─── Supplied records

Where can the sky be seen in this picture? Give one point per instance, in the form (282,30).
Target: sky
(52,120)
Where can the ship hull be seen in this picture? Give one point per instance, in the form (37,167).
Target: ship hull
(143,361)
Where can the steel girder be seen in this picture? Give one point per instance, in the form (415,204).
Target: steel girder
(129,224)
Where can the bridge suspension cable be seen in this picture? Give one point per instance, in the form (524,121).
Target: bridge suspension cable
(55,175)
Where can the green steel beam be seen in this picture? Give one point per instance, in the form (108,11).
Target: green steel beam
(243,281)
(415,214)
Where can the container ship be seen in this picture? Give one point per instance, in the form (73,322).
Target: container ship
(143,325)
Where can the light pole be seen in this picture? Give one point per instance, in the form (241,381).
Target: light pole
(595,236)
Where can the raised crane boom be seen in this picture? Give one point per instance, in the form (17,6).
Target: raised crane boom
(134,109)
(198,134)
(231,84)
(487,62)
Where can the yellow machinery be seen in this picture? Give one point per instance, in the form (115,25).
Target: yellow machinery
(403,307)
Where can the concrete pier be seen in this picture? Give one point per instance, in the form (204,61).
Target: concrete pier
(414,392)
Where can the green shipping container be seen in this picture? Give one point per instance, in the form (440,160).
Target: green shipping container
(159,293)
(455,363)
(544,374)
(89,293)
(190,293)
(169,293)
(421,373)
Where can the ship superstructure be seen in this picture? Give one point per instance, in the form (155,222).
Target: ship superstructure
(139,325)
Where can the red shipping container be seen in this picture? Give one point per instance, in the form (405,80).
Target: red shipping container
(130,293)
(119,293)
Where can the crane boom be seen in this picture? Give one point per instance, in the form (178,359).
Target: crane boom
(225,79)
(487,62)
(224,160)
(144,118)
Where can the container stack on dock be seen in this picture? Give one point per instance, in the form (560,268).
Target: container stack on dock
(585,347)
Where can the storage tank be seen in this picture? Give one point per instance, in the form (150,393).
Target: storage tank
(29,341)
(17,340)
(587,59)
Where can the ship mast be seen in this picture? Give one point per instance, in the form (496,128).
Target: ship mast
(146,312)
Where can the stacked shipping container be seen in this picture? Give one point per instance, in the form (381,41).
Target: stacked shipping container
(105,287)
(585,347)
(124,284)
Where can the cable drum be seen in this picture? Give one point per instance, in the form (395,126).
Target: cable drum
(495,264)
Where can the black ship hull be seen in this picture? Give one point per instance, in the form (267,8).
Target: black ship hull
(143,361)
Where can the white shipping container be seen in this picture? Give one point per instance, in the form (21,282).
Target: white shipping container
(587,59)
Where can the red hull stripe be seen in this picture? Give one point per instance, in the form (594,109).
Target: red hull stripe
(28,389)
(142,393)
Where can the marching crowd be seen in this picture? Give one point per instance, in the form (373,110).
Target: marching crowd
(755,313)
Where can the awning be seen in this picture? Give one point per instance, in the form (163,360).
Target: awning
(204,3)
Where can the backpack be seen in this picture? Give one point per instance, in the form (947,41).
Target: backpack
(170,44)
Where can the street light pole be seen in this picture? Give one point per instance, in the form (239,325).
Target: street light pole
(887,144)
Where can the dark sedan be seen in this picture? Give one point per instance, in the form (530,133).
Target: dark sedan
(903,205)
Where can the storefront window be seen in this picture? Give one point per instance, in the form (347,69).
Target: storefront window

──────

| Aim of the exercise |
Output the records above in their entirety, exactly.

| Task answer |
Where can the sky be seen in this picture? Give one point per instance, in the form (282,30).
Target: sky
(52,120)
Where can the ship hull be seen in this picture? Give one point per instance, in the form (37,167).
Target: ship hull
(143,361)
Where can the steel girder be seen in this picture? Give one point per instance, in the form (415,204).
Target: steel girder
(129,224)
Where can the bridge suspension cable be seen in this picture? Give one point per instance, in the form (524,121).
Target: bridge suspension cable
(55,175)
Where can the green steel beam be seen in this picture? Give one point per instance, in the form (108,11).
Target: green steel beam
(243,281)
(415,214)
Where can the container ship be seen in this picture? Give one point per instance, in the form (73,322).
Target: container ship
(143,325)
Where can the light pole be seen in this picture? Give one point per instance, in the form (241,381).
Target: light pole
(595,236)
Where can the raised crane boom be seen in this picture? Give one point per instance, in the form (17,6).
Target: raised crane boom
(134,109)
(198,134)
(231,84)
(487,62)
Where can the yellow machinery be seen in this picture? Give one point per instance, in the form (115,25).
Target: yellow machinery
(403,307)
Where can the concrete pier be seen in this picture? Give one point per instance, in the form (204,61).
Target: concrete pier
(414,392)
Where can the green shipping container be seen in this picture? Give one point per instance, in the form (440,160).
Target: green shipping container
(159,293)
(455,363)
(544,374)
(89,293)
(190,293)
(169,293)
(421,373)
Where can the ship superstructure be seen in this picture? Give one point per instance, in the form (155,222).
Target: ship superstructure
(139,325)
Where can the red shipping container be seen in this picture? Give one point per instance, in the form (405,80).
Target: red shipping container
(130,293)
(119,293)
Where can the crane boom be seen in this picture? Give one point per instance, in the form (178,359).
Target: crane boom
(225,79)
(487,62)
(224,160)
(144,118)
Where can the container stack on dock be seen in this picture? Give one point per instance, in the form (560,268).
Target: container stack on dock
(585,347)
Where can the storage tank be seen in this picture? Give one point per instance, in the form (150,393).
Target: storage tank
(29,341)
(17,340)
(587,59)
Where can the ship mast be seen in this picture? Give one point per instance, in the form (496,128).
Target: ship mast
(146,312)
Where can the stacked shipping container be seen in this picture? Give one point per instance, in the form (381,41).
Target: stacked shipping container
(105,287)
(585,347)
(124,284)
Where can the cable drum be seen in this picture? Give one point per instance, in the form (395,126).
Target: cable drum
(495,264)
Where can the black ship hull be seen in this picture? Give one point per instance, in the form (267,8).
Target: black ship hull
(143,361)
Where can the white shipping container be seen in this picture? Give one point per instance, in the form (21,282).
Target: white shipping container
(587,59)
Where can the red hull stripe be seen in this picture? Give one point per instance, in the form (594,109).
Target: red hull stripe
(28,389)
(142,393)
Where can the marching crowd be seen in this picture? Give one point per instance, in the form (373,110).
Target: marching crowd
(755,313)
Where can the awning be seen in this picture? Give one point per instance, in the form (163,360).
Target: awning
(204,3)
Where can the backpack be seen in this picture? Give one point per instance, in the form (947,41).
Target: backpack
(170,44)
Where can the street light pole be seen in this picture? Give one point per instance, in the form (239,325).
Target: street light pole
(887,144)
Where can the dark sedan be seen in this picture? Give one point per instance, in the form (530,133).
Target: dark sedan
(903,205)
Where can the storefront window be seen in this picture? Give one point per instance, in the form (347,69).
Target: storefront window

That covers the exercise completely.